- Work required -
When responding, copy every record below exactly as it appears.

-- Source data follows --

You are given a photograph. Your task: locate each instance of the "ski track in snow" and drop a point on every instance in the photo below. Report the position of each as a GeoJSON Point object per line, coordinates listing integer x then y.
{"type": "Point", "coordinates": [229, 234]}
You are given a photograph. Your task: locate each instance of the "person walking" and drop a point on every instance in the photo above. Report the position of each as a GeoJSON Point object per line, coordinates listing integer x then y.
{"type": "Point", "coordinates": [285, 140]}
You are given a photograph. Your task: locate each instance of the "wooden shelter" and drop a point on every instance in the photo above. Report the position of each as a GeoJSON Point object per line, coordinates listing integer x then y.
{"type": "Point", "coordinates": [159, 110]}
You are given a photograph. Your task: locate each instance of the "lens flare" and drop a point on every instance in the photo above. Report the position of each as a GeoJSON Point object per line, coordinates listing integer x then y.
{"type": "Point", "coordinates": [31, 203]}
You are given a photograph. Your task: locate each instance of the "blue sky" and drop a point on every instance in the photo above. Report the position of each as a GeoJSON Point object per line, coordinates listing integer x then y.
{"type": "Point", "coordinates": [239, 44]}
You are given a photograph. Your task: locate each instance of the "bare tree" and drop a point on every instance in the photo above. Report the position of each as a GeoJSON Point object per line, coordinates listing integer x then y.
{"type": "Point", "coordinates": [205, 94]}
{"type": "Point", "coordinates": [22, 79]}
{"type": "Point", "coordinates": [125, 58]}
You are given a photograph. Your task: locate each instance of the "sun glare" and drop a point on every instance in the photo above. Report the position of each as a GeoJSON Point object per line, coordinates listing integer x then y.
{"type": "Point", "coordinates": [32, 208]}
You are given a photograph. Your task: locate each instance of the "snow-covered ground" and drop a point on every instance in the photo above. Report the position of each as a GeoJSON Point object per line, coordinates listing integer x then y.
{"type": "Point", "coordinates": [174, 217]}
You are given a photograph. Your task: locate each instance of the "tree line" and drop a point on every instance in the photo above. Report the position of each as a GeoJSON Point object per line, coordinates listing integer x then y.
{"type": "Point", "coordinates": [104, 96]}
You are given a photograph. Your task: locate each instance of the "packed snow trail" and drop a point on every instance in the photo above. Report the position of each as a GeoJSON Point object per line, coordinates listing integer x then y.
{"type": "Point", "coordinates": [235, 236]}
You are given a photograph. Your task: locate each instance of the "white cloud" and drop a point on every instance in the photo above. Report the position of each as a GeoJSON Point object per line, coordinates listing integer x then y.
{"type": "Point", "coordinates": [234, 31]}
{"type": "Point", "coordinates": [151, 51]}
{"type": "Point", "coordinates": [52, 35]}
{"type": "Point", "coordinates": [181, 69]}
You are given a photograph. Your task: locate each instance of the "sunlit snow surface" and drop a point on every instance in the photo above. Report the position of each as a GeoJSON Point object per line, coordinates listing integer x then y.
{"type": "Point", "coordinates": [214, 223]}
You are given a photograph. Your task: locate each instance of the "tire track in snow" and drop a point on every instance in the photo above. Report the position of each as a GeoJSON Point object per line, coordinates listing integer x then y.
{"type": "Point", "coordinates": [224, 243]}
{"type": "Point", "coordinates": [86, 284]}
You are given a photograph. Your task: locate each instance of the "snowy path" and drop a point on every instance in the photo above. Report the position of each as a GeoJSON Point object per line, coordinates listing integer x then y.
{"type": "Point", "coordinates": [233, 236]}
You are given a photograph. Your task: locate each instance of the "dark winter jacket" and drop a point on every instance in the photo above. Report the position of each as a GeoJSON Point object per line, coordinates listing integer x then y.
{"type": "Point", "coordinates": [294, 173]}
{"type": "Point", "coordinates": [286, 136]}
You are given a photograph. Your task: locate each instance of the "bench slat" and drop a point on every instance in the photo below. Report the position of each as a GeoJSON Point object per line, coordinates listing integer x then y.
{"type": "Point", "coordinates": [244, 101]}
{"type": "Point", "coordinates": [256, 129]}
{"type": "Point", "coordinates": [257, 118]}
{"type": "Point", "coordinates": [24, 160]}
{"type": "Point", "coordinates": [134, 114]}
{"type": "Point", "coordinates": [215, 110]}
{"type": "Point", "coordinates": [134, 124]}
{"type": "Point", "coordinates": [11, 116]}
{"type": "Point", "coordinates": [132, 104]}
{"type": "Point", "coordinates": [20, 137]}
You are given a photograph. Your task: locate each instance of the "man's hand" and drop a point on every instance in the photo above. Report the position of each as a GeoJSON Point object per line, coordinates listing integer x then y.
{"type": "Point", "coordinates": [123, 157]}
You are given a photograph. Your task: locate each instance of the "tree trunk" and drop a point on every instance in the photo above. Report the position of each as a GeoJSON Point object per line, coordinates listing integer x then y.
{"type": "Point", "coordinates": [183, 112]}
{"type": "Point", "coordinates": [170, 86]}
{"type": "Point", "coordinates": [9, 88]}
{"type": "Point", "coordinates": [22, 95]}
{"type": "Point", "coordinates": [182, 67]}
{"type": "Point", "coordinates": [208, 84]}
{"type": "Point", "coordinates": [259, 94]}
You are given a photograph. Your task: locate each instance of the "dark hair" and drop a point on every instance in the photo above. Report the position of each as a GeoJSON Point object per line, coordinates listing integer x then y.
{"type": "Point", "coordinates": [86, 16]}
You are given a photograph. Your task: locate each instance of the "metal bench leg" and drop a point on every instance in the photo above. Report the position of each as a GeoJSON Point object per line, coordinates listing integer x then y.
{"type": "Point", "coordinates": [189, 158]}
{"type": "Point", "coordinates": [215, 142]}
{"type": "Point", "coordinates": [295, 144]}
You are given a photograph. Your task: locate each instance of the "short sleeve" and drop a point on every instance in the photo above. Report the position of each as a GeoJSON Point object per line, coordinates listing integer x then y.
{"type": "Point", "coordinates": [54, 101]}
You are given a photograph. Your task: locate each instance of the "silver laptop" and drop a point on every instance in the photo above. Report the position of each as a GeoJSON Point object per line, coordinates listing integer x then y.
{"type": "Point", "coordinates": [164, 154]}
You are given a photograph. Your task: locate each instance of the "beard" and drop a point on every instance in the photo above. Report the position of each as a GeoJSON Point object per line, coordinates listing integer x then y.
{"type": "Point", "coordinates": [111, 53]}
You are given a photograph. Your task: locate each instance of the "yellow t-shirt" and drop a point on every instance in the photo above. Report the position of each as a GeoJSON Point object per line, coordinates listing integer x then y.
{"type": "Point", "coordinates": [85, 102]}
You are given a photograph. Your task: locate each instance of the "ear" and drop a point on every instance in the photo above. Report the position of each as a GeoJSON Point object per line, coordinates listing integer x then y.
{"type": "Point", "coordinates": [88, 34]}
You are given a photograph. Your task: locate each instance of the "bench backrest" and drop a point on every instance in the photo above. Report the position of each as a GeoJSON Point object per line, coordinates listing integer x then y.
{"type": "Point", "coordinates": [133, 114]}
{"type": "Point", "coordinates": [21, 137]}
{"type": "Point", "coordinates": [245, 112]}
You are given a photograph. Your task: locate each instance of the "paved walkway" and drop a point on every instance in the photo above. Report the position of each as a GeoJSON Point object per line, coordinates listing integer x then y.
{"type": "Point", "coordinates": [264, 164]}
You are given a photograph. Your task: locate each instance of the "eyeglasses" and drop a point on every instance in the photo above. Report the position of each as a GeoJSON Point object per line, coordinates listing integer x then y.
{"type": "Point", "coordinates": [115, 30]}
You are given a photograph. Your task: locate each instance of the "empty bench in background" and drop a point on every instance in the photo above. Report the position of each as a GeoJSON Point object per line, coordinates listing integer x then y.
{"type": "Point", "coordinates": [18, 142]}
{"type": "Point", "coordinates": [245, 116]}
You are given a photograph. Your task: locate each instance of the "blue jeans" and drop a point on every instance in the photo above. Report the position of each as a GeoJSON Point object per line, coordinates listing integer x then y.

-- Source data concluded --

- Worked solution -
You are given a photograph. Your task: locate each instance of the "ski track in snow" and drop a point on every instance in the photo below. Report the position of each as a GeoJSON Point object per line, coordinates listing integer x then y.
{"type": "Point", "coordinates": [229, 234]}
You are given a photograph. Your task: locate each instance of the "person walking" and drop a point on every instance in the photo above. Report the position of each as a GeoJSON Point object per line, coordinates listing integer x then y.
{"type": "Point", "coordinates": [285, 140]}
You are given a photograph. Your task: locate each instance of the "wooden shelter" and drop a point on every instance in the photo above. Report the position of each as a GeoJSON Point object per line, coordinates listing integer x then y.
{"type": "Point", "coordinates": [159, 110]}
You are given a photograph. Your task: locate each instance of the "lens flare" and drop a point on every instance in the photo above. Report the position of each as a GeoJSON Point object per line, coordinates listing integer x then y.
{"type": "Point", "coordinates": [31, 203]}
You are given a photograph. Your task: locate each instance of the "blue sky" and drop a point on every instance in the photo above. Report the position of each as a GeoJSON Point object per line, coordinates listing integer x then y.
{"type": "Point", "coordinates": [239, 44]}
You are given a photograph. Your task: locate each instance of the "bare tree" and drop a point on every instance in the photo above. Report the position of each as a GeoJSON Point object per line, coordinates listing integer x then y.
{"type": "Point", "coordinates": [205, 94]}
{"type": "Point", "coordinates": [22, 79]}
{"type": "Point", "coordinates": [125, 58]}
You are given a photograph. Your task: locate each instance of the "sun glare" and drop a point on every instance in the photo above. Report the position of each as a GeoJSON Point object per line, coordinates listing integer x then y.
{"type": "Point", "coordinates": [32, 208]}
You are given a photograph. Your task: locate each instance of the "snow-covered ground" and drop a point on every instance in the photo above. Report the position of each as a GeoJSON Point object per line, coordinates listing integer x then y.
{"type": "Point", "coordinates": [174, 217]}
You are given a photograph. Your task: locate each instance of the "tree line" and drop a point on every instance in the photo above. Report the position of each as a GeoJSON Point object per line, coordinates listing integer x then y.
{"type": "Point", "coordinates": [104, 96]}
You are given a photograph. Your task: locate each instance of the "packed snow trail" and drop a point on every instance in the photo above. Report the position of each as a GeoJSON Point object per line, coordinates listing integer x then y.
{"type": "Point", "coordinates": [235, 236]}
You are given a photograph. Your task: locate each instance of the "white cloud" and drop a point on every instance in the photo above. Report the position of each as a GeoJSON Point object per line, coordinates listing integer x then y.
{"type": "Point", "coordinates": [234, 31]}
{"type": "Point", "coordinates": [151, 51]}
{"type": "Point", "coordinates": [52, 35]}
{"type": "Point", "coordinates": [181, 69]}
You are given a photograph. Your task: locate each instance of the "sunlit snow surface" and drop a point on every instance in the photo above. Report the position of each as a GeoJSON Point object per line, coordinates listing integer x then y.
{"type": "Point", "coordinates": [214, 223]}
You are given a photograph. Your task: locate each instance of the "tire track in snow" and drop a point on every instance in the photo above. Report the position of each as a GeoJSON Point object per line, coordinates listing integer x then y.
{"type": "Point", "coordinates": [224, 243]}
{"type": "Point", "coordinates": [86, 284]}
You are given a photograph. Your task: locate each instance of the "snowy path" and drop a point on every instance in the photo above. Report the position of each as a GeoJSON Point object per line, coordinates listing integer x then y.
{"type": "Point", "coordinates": [233, 236]}
You are given a photograph. Your task: locate each instance of the "dark winter jacket" and drop a point on every instance in the photo above. Report the position of each as a GeoJSON Point object per line, coordinates listing integer x then y.
{"type": "Point", "coordinates": [294, 173]}
{"type": "Point", "coordinates": [286, 136]}
You are given a photograph. Your task: locate each instance of the "bench slat" and drop a point on every instance in the photo below. Report the position of each as a GeoJSON Point object per line, coordinates listing integer x then y.
{"type": "Point", "coordinates": [244, 101]}
{"type": "Point", "coordinates": [256, 129]}
{"type": "Point", "coordinates": [257, 118]}
{"type": "Point", "coordinates": [24, 160]}
{"type": "Point", "coordinates": [134, 114]}
{"type": "Point", "coordinates": [215, 110]}
{"type": "Point", "coordinates": [134, 124]}
{"type": "Point", "coordinates": [11, 116]}
{"type": "Point", "coordinates": [132, 104]}
{"type": "Point", "coordinates": [20, 137]}
You are given a photograph. Your task: locate each instance of the "man's hand" and drop a point on every instance in the photo above. Report the position of each as a GeoJSON Point object per line, coordinates listing integer x then y.
{"type": "Point", "coordinates": [123, 157]}
You are given a photograph. Your task: locate each instance of the "tree trunk" and drop a point on every instance in the photo above. Report the position of each as a GeoJSON Point object per line, coordinates listing integer x then y.
{"type": "Point", "coordinates": [183, 112]}
{"type": "Point", "coordinates": [170, 86]}
{"type": "Point", "coordinates": [9, 88]}
{"type": "Point", "coordinates": [22, 95]}
{"type": "Point", "coordinates": [182, 67]}
{"type": "Point", "coordinates": [208, 84]}
{"type": "Point", "coordinates": [259, 94]}
You are given a photograph. Your task: locate each instance of the "dark hair" and drop a point on every instance in the photo above. Report the position of each as a GeoJSON Point object per line, coordinates listing integer x then y.
{"type": "Point", "coordinates": [86, 16]}
You are given a photograph. Your task: locate each instance of the "metal bench leg" and drop a point on every instance in the photo above. Report the position of each as a GeoJSON Point object per line, coordinates listing integer x then y.
{"type": "Point", "coordinates": [189, 158]}
{"type": "Point", "coordinates": [215, 142]}
{"type": "Point", "coordinates": [295, 144]}
You are given a photograph. Your task: locate each instance of the "short sleeve" and drop a point on every instance in the photo above. Report the position of each as a GeoJSON Point object per line, coordinates listing integer x then y.
{"type": "Point", "coordinates": [54, 101]}
You are given a photograph. Your task: locate each instance of the "silver laptop" and drop a point on every instance in the photo above. Report the position of each as a GeoJSON Point object per line, coordinates listing integer x then y.
{"type": "Point", "coordinates": [164, 154]}
You are given a photograph. Your task: locate each instance of the "beard" and drop a point on every instance in the photo above. Report the position of each as a GeoJSON Point object per line, coordinates listing integer x then y.
{"type": "Point", "coordinates": [111, 53]}
You are given a photograph. Your task: locate each instance of the "yellow t-shirt" and drop a point on every instance in the photo above. Report the position of each as a GeoJSON Point object per line, coordinates listing integer x then y.
{"type": "Point", "coordinates": [85, 102]}
You are given a photograph. Your task: locate each instance of the "ear" and drop a point on every instance in the photo above. Report the position of each as a GeoJSON Point object per line, coordinates listing integer x then y.
{"type": "Point", "coordinates": [88, 34]}
You are given a photograph. Your task: locate each instance of the "bench backrest" and drop a point on every instance in the photo above. Report the position of each as a GeoJSON Point object per line, coordinates listing integer x then y.
{"type": "Point", "coordinates": [133, 114]}
{"type": "Point", "coordinates": [21, 137]}
{"type": "Point", "coordinates": [245, 112]}
You are given a photograph. Your task: locate each instance of the "paved walkway" and drop a point on every instance in the photo above. Report the position of each as a GeoJSON Point object per line, coordinates listing integer x then y.
{"type": "Point", "coordinates": [264, 164]}
You are given a photograph. Your task: locate each instance of the "eyeglasses" and drop a point on every instance in the photo above. Report the position of each as a GeoJSON Point object per line, coordinates listing integer x then y.
{"type": "Point", "coordinates": [115, 30]}
You are given a photograph. Your task: locate each instance of the "empty bench in background" and drop a point on every instance in the photo above. Report the position of each as a GeoJSON Point object per line, coordinates listing integer x then y.
{"type": "Point", "coordinates": [18, 142]}
{"type": "Point", "coordinates": [245, 116]}
You are given a photograph. Your task: locate each instance of the "blue jeans" and drop a point on every instance in the photo above. Report the position of each as a GeoJSON Point object per line, coordinates listing integer x then y.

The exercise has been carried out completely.